--- Opdracht A ---
Neem uit de uitspraak over de overlevering aan Roemenië letterlijk een passage over. Begin bij de woorden "De uitspraak is" en stop na "van de OLW.".
--- Opdracht B ---
Beantwoord met behulp van de uitspraak over de overlevering aan Roemenië de volgende vragen.
(i) Op welke datum is het Europees aanhoudingsbevel uitgevaardigd?
(ii) Welke straf moet de opgeëiste persoon na overlevering in Roemenië ondergaan?
(iii) Wie stond de opgeëiste persoon bij als raadsman tijdens de behandeling?
--- Opdracht C ---
Ga verder met de uitspraak over de overlevering aan Roemenië. Sluit direct aan op de laatste zin die er staat.

--- Gegeven tekst ---
++++++

ECLI:NL:RBAMS:2025:2778

Rechtbank Amsterdam

Datum uitspraak
30 april 2025
Publicatiedatum
30 april 2025
Zaaknummer
1305666225
Instantie
Rechtbank Amsterdam
Type
Uitspraak
Procedures
  • Eerste en enige aanleg
Vindplaatsen
  • Rechtspraak.nl
AI samenvatting door LexboostAutomatisch gegenereerd

Toestemming voor overlevering op basis van Europees aanhoudingsbevel uit Roemenië

In deze zaak heeft de Rechtbank Amsterdam op 29 april 2025 uitspraak gedaan over een vordering tot overlevering op basis van een Europees aanhoudingsbevel (EAB) dat door Roemenië was uitgevaardigd. De opgeëiste persoon, geboren in 2001 in Roemenië, werd beschuldigd van het medeplegen van opzettelijk en wederrechtelijk vernielen van andermans goed en diefstal door twee of meer verenigde personen. De behandeling van het EAB vond plaats op 15 april 2025, waarbij de opgeëiste persoon aanwezig was en bijgestaan werd door zijn raadsman, mr. C.N.G.M. Starmans. De rechtbank heeft de termijn voor uitspraak verlengd en de gevangenhouding bevolen, met schorsing tot aan de uitspraak.

De rechtbank heeft vastgesteld dat het EAB voldoet aan de eisen van de Overleveringswet (OLW) en dat er geen weigeringsgronden zijn die de overlevering in de weg staan. De rechtbank heeft ook de detentieomstandigheden in Roemenië beoordeeld en geconcludeerd dat er geen reëel gevaar bestaat voor onmenselijke of vernederende behandeling van de opgeëiste persoon na overlevering. De rechtbank heeft uiteindelijk besloten de overlevering toe te staan, waarbij de opgeëiste persoon zal worden overgedragen aan de Roemeense autoriteiten voor de uitvoering van de opgelegde straf van drie jaar en drie maanden.

De uitspraak is openbaar gedaan en er staat geen gewoon rechtsmiddel open tegen deze beslissing, conform artikel 29, tweede lid, OLW. De relevante wetsbepalingen die zijn toegepast zijn onder andere de artikelen 47, 311 en 350 van het Wetboek van Strafrecht en de artikelen 2, 5 en 7 van de OLW.

Uitspraak

RECHTBANK AMSTERDAM

INTERNATIONALE RECHTSHULPKAMER

Parketnummer: 13/056662-25
Datum uitspraak: 29 april 2025
UITSPRAAK
op de vordering van 28 februari 2025 van de officier van justitie bij deze rechtbank tot het in behandeling nemen van een Europees aanhoudingsbevel (EAB). [1]
Dit EAB is uitgevaardigd op 25 juli 2024 door
Judecătoria Curtea de Argeş,Roemenië (hierna: de uitvaardigende justitiële autoriteit) en strekt tot de aanhouding en overlevering van:
[opgeëiste persoon] ,
geboren op [geboortedag] 2001 te [geboorteplaats] (Roemenië),
feitelijk verblijfadres:
[verblijfadres] ,
hierna ‘de opgeëiste persoon’.

++++++

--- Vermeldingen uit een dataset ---
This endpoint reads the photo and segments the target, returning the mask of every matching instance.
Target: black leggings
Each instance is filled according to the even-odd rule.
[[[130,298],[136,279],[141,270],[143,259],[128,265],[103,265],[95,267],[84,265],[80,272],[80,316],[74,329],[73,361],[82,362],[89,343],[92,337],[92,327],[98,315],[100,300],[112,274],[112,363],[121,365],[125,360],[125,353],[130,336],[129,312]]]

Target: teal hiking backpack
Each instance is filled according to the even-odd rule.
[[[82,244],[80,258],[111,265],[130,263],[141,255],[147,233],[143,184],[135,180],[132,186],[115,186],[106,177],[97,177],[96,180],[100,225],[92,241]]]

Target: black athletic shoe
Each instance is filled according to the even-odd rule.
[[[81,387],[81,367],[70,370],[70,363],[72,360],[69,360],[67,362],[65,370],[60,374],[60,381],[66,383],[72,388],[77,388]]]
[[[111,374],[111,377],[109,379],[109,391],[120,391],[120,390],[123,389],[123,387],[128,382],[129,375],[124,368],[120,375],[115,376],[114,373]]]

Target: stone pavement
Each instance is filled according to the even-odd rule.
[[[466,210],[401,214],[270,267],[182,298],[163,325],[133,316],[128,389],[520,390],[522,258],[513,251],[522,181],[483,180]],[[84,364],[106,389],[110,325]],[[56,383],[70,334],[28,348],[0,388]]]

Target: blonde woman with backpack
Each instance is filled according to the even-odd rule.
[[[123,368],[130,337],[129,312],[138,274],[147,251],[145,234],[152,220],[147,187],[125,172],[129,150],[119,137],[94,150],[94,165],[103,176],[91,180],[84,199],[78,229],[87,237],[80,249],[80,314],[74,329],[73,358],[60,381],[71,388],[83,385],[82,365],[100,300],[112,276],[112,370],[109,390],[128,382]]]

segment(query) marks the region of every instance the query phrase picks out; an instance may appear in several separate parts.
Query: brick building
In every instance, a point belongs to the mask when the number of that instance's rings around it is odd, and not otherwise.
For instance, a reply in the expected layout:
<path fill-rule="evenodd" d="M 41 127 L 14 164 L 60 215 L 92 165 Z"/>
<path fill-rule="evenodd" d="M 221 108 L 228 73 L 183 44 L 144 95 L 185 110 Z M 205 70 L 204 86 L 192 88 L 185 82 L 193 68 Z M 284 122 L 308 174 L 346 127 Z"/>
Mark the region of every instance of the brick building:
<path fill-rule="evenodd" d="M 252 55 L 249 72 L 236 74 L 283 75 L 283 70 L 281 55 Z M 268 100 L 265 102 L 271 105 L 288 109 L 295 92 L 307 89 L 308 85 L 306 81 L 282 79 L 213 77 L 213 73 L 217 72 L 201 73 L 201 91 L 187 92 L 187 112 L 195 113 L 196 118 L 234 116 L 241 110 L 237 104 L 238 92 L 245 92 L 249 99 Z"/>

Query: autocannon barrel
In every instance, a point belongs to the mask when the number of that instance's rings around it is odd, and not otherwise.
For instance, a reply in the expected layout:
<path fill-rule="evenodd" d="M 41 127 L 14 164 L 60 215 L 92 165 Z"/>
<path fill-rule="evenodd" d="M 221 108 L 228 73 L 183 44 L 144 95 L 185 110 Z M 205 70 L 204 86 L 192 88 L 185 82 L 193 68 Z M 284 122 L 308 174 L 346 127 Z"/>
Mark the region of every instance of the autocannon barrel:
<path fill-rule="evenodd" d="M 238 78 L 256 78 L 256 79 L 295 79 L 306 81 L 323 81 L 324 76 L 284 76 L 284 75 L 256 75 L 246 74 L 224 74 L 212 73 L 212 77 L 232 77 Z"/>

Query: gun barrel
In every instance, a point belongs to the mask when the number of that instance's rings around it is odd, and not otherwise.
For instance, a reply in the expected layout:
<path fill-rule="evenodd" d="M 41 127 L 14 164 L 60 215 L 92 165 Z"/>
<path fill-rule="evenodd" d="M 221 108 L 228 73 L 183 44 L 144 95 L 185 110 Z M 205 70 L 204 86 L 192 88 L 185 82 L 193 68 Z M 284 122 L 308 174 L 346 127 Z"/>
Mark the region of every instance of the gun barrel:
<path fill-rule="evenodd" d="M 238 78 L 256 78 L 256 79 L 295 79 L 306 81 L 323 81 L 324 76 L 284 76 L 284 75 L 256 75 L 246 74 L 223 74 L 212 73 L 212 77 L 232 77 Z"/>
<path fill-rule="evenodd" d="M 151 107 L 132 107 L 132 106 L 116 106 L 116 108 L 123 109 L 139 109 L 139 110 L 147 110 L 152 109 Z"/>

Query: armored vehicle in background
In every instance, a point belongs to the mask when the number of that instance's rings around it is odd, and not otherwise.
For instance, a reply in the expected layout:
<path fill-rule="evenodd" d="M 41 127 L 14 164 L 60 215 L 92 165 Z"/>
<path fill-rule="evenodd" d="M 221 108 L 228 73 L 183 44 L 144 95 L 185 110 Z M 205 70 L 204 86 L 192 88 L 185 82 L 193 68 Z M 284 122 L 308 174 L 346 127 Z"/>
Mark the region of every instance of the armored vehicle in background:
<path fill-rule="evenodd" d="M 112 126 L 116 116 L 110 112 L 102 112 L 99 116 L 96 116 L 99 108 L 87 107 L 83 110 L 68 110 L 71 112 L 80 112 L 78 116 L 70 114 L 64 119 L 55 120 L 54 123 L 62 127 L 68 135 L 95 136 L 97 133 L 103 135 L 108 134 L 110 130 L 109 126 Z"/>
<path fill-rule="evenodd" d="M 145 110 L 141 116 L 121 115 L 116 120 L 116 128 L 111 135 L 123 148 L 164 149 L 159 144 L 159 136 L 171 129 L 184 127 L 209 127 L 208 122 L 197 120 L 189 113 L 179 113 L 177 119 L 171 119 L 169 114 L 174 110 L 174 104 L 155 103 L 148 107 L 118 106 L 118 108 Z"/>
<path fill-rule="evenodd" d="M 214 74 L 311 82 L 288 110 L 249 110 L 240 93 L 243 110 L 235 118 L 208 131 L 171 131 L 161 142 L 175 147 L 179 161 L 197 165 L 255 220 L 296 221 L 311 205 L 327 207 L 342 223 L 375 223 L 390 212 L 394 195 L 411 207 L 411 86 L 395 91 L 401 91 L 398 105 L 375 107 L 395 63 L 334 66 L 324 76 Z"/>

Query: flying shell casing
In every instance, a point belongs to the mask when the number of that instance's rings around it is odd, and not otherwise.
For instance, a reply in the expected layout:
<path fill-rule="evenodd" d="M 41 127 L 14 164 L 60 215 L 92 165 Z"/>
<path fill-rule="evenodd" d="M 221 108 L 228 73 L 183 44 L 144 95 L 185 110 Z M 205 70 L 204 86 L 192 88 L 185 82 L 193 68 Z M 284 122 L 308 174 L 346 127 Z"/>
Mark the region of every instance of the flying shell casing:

++++++

--- Schriftelijk antwoord A ---
De uitspraak is openbaar gedaan en er staat geen gewoon rechtsmiddel open tegen deze beslissing, conform artikel 29, tweede lid, OLW. De relevante wetsbepalingen die zijn toegepast zijn onder andere de artikelen 47, 311 en 350 van het Wetboek van Strafrecht en de artikelen 2, 5 en 7 van de OLW.

--- Schriftelijk antwoord B ---
(i) Het Europees aanhoudingsbevel is op 25 juli 2024 uitgevaardigd.
(ii) De opgeëiste persoon moet een straf van drie jaar en drie maanden ondergaan.
(iii) Zijn raadsman was mr. C.N.G.M. Starmans.

--- Schriftelijk antwoord C ---
1.Procesgang

De behandeling van het EAB heeft plaatsgevonden op de zitting van 15 april 2025, in aanwezigheid van mr. A.L. Wagenaar, officier van justitie. De opgeëiste persoon is verschenen en is bijgestaan door zijn raadsman, mr. C.N.G.M. Starmans, advocaat in Utrecht en door een tolk in de Roemeense taal.
De raadsman heeft zich ten aanzien van de toelaatbaarheid van de verzochte overlevering gerefereerd aan het oordeel van de rechtbank.
De rechtbank heeft de termijn waarbinnen zij op grond van de Overleveringswet (OLW) uitspraak moet doen over de verzochte overlevering met dertig dagen verlengd. [2]
Tevens heeft de rechtbank voor sluiting van het onderzoek ter zitting de gevangenhouding bevolen met gelijktijdige schorsing van dat bevel tot aan de uitspraak.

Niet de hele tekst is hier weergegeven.